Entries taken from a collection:
▬▬▬

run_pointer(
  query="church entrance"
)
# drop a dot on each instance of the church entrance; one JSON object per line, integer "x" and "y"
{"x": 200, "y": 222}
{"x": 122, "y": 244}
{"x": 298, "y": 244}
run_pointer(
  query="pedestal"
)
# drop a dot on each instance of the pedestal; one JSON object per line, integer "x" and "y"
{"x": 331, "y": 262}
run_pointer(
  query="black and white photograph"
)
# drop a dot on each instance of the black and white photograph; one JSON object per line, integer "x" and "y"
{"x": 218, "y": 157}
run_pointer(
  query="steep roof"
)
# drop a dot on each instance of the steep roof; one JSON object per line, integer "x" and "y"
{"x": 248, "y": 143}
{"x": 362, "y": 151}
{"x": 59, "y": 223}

▬▬▬

**Instructions for the task:** Scan the records for the word "query". Copy each line where it turns up.

**Response for this exercise:**
  query="church entrance"
  query="pedestal"
  query="black and white photograph"
  query="steep roof"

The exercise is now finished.